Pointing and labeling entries
========
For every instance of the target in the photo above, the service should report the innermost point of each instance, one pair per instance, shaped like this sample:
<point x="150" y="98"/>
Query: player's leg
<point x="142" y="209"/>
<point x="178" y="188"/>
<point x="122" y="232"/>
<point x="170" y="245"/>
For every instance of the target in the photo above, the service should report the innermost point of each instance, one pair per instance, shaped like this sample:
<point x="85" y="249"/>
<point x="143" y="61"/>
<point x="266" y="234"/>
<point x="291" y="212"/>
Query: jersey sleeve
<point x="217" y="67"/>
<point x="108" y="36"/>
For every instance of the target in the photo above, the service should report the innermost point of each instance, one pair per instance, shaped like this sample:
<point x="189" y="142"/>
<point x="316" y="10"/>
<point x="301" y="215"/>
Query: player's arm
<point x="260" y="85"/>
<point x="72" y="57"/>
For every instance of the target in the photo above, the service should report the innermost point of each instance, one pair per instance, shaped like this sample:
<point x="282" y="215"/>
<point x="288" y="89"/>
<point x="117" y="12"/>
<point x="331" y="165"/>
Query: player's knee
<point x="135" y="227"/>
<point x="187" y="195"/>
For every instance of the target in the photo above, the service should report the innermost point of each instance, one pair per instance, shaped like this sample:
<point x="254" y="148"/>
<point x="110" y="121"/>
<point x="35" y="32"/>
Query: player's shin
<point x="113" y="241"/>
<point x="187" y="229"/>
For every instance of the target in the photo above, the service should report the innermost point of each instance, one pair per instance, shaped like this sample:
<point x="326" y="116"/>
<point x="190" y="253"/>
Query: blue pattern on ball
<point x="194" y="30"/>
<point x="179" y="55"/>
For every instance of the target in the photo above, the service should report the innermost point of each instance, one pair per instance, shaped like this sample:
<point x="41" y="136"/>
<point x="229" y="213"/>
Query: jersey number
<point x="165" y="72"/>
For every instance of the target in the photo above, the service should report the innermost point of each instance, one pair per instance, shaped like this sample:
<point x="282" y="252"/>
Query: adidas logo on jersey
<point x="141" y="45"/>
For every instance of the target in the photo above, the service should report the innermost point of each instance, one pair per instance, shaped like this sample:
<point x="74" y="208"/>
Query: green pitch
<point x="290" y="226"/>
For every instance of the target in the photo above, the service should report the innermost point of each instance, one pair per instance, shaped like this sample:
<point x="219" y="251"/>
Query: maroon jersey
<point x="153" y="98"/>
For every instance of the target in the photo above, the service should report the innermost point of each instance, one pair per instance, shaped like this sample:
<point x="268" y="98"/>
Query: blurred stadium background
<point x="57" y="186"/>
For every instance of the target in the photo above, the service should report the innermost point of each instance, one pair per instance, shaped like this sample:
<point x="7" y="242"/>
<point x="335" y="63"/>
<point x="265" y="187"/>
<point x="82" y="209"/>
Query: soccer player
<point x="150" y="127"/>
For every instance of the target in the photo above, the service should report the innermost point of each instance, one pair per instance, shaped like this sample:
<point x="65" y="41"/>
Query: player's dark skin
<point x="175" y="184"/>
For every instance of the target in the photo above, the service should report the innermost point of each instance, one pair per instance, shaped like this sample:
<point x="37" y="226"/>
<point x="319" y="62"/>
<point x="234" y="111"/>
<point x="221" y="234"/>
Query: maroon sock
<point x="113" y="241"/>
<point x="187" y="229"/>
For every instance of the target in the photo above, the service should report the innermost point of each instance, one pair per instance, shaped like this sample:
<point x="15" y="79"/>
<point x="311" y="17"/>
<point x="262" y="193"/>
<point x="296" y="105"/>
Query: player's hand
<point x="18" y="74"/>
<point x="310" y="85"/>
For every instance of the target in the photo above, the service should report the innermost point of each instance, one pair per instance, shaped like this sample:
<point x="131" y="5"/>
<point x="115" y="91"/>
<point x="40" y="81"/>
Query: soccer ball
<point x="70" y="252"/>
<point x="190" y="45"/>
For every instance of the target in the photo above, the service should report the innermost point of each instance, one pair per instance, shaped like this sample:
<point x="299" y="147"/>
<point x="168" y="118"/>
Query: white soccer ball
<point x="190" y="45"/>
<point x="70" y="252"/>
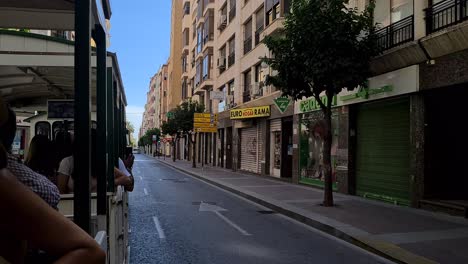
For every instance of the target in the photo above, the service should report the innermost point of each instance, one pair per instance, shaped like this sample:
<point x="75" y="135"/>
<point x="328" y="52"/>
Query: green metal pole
<point x="82" y="198"/>
<point x="111" y="132"/>
<point x="100" y="37"/>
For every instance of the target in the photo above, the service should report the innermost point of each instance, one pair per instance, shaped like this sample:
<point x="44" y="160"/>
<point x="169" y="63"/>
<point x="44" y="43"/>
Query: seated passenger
<point x="40" y="157"/>
<point x="66" y="171"/>
<point x="35" y="181"/>
<point x="30" y="221"/>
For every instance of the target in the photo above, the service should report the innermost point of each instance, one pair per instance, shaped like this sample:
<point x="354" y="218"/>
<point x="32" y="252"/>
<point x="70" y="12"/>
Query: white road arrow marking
<point x="205" y="207"/>
<point x="159" y="228"/>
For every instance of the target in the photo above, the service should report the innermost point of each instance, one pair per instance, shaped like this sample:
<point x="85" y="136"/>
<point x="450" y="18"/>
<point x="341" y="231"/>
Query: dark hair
<point x="8" y="130"/>
<point x="63" y="145"/>
<point x="40" y="157"/>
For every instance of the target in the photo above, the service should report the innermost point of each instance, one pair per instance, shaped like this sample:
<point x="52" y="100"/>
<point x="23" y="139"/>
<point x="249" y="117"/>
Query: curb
<point x="383" y="249"/>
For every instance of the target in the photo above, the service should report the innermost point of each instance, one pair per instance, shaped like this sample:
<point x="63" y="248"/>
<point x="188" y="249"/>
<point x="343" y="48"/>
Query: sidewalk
<point x="402" y="234"/>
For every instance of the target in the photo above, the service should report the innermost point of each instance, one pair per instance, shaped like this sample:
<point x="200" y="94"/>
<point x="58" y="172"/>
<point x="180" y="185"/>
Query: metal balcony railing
<point x="257" y="35"/>
<point x="445" y="14"/>
<point x="231" y="59"/>
<point x="247" y="45"/>
<point x="396" y="34"/>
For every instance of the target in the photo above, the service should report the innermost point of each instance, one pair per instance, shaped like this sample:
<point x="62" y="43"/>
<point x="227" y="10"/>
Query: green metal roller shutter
<point x="383" y="151"/>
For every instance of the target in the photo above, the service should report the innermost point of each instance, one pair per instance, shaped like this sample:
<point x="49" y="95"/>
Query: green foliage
<point x="182" y="122"/>
<point x="324" y="47"/>
<point x="147" y="138"/>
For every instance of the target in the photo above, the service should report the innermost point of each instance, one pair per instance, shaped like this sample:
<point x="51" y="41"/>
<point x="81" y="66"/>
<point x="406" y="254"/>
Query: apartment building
<point x="174" y="92"/>
<point x="221" y="51"/>
<point x="417" y="89"/>
<point x="397" y="140"/>
<point x="254" y="135"/>
<point x="163" y="94"/>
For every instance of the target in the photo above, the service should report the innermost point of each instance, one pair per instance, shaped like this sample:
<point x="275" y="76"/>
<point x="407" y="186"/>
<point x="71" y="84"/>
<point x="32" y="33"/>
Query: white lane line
<point x="229" y="222"/>
<point x="159" y="228"/>
<point x="128" y="255"/>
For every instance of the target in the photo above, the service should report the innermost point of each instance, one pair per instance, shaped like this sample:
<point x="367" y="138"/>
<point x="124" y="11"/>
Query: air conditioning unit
<point x="230" y="101"/>
<point x="222" y="62"/>
<point x="255" y="90"/>
<point x="222" y="22"/>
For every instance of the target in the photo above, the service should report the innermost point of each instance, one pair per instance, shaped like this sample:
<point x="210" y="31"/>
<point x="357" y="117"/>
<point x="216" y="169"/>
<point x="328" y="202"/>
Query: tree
<point x="147" y="138"/>
<point x="325" y="47"/>
<point x="181" y="124"/>
<point x="131" y="130"/>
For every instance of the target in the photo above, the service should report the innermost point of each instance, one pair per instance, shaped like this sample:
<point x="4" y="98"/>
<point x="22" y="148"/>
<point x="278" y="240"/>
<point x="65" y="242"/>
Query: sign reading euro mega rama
<point x="252" y="112"/>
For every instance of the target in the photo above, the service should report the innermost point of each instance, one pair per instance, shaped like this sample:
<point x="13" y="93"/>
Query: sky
<point x="140" y="35"/>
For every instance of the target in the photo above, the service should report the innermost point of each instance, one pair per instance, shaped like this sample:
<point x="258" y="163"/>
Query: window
<point x="222" y="104"/>
<point x="43" y="128"/>
<point x="247" y="86"/>
<point x="259" y="20"/>
<point x="208" y="27"/>
<point x="199" y="39"/>
<point x="232" y="52"/>
<point x="248" y="36"/>
<point x="232" y="10"/>
<point x="259" y="78"/>
<point x="400" y="9"/>
<point x="186" y="8"/>
<point x="222" y="59"/>
<point x="230" y="92"/>
<point x="194" y="30"/>
<point x="185" y="36"/>
<point x="206" y="67"/>
<point x="273" y="10"/>
<point x="198" y="74"/>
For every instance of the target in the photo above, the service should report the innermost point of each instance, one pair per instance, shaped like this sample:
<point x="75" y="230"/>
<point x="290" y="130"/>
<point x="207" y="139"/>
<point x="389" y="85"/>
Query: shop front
<point x="250" y="124"/>
<point x="371" y="138"/>
<point x="312" y="131"/>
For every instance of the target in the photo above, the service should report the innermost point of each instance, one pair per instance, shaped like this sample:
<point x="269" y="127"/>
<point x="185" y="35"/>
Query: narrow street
<point x="175" y="218"/>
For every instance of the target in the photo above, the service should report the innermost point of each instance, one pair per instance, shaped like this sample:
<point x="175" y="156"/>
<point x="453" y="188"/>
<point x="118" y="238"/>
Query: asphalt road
<point x="175" y="218"/>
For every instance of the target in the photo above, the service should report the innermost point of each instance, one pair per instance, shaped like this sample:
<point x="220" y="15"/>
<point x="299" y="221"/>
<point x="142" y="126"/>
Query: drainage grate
<point x="267" y="212"/>
<point x="174" y="180"/>
<point x="198" y="203"/>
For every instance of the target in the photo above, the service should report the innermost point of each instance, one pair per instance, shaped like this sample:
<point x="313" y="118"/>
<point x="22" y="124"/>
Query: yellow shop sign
<point x="252" y="112"/>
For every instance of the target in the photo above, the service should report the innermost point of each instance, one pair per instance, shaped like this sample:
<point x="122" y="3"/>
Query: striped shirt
<point x="38" y="183"/>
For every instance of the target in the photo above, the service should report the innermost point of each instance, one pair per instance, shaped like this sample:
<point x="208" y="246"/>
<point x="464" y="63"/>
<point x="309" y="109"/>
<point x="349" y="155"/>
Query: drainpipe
<point x="429" y="60"/>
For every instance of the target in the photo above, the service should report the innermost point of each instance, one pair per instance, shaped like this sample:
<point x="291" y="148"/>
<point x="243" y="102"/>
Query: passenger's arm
<point x="123" y="180"/>
<point x="62" y="182"/>
<point x="27" y="217"/>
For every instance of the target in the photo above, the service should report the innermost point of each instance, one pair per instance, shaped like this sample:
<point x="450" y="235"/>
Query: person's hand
<point x="129" y="161"/>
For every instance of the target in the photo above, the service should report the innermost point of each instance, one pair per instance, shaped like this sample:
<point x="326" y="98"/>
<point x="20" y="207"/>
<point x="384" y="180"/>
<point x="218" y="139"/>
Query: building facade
<point x="391" y="139"/>
<point x="387" y="138"/>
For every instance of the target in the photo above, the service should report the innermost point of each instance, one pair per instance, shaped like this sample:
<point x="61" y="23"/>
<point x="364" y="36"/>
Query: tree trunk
<point x="194" y="150"/>
<point x="328" y="188"/>
<point x="174" y="148"/>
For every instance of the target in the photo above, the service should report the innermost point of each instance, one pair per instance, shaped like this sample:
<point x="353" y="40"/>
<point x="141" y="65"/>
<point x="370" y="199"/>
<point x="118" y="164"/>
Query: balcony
<point x="231" y="59"/>
<point x="274" y="27"/>
<point x="396" y="34"/>
<point x="207" y="38"/>
<point x="257" y="35"/>
<point x="222" y="22"/>
<point x="232" y="13"/>
<point x="445" y="14"/>
<point x="247" y="45"/>
<point x="246" y="95"/>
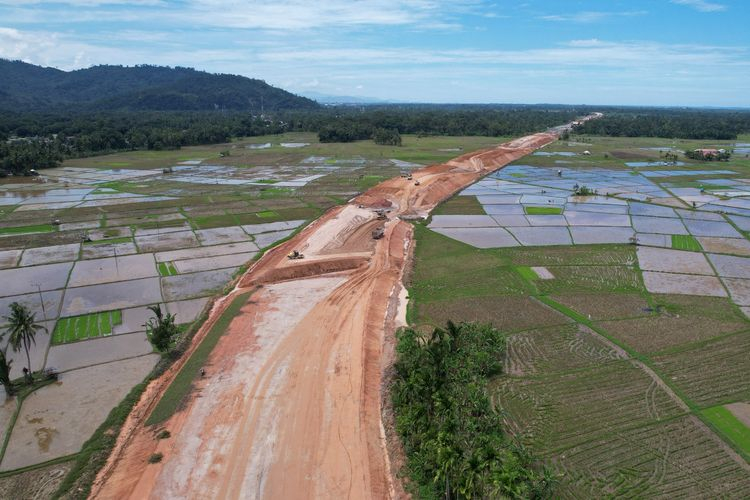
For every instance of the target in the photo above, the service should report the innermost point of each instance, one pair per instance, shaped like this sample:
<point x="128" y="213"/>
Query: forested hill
<point x="26" y="87"/>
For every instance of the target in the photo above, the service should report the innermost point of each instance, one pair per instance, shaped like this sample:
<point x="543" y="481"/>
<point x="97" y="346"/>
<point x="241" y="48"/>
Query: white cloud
<point x="590" y="16"/>
<point x="89" y="3"/>
<point x="702" y="5"/>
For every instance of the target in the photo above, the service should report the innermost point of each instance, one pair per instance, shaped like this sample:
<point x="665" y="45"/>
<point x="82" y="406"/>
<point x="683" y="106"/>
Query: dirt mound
<point x="307" y="268"/>
<point x="295" y="408"/>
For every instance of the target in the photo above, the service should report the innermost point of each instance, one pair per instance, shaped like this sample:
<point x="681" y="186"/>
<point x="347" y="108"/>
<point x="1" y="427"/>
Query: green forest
<point x="453" y="437"/>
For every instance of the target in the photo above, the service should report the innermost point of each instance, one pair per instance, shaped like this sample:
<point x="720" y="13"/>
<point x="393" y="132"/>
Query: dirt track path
<point x="291" y="406"/>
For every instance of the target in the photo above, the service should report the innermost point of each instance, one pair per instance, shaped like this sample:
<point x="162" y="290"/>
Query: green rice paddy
<point x="543" y="210"/>
<point x="685" y="242"/>
<point x="84" y="327"/>
<point x="39" y="228"/>
<point x="167" y="269"/>
<point x="527" y="273"/>
<point x="729" y="425"/>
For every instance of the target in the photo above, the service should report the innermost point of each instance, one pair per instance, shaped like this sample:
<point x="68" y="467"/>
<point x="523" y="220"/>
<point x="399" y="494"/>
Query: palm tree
<point x="22" y="330"/>
<point x="5" y="373"/>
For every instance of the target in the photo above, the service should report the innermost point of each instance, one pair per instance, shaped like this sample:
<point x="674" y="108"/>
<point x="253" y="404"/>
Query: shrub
<point x="452" y="435"/>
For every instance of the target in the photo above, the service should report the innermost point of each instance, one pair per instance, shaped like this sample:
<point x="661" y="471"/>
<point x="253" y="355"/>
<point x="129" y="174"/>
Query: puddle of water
<point x="555" y="153"/>
<point x="44" y="436"/>
<point x="638" y="164"/>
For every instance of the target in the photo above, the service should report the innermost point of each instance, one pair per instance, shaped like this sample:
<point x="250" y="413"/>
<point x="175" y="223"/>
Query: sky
<point x="629" y="52"/>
========
Request :: Return each line of the data above that contains the string "building". Case matters, so only matches with the same capital and small letters count.

Correct result ::
Query: apartment building
Query: building facade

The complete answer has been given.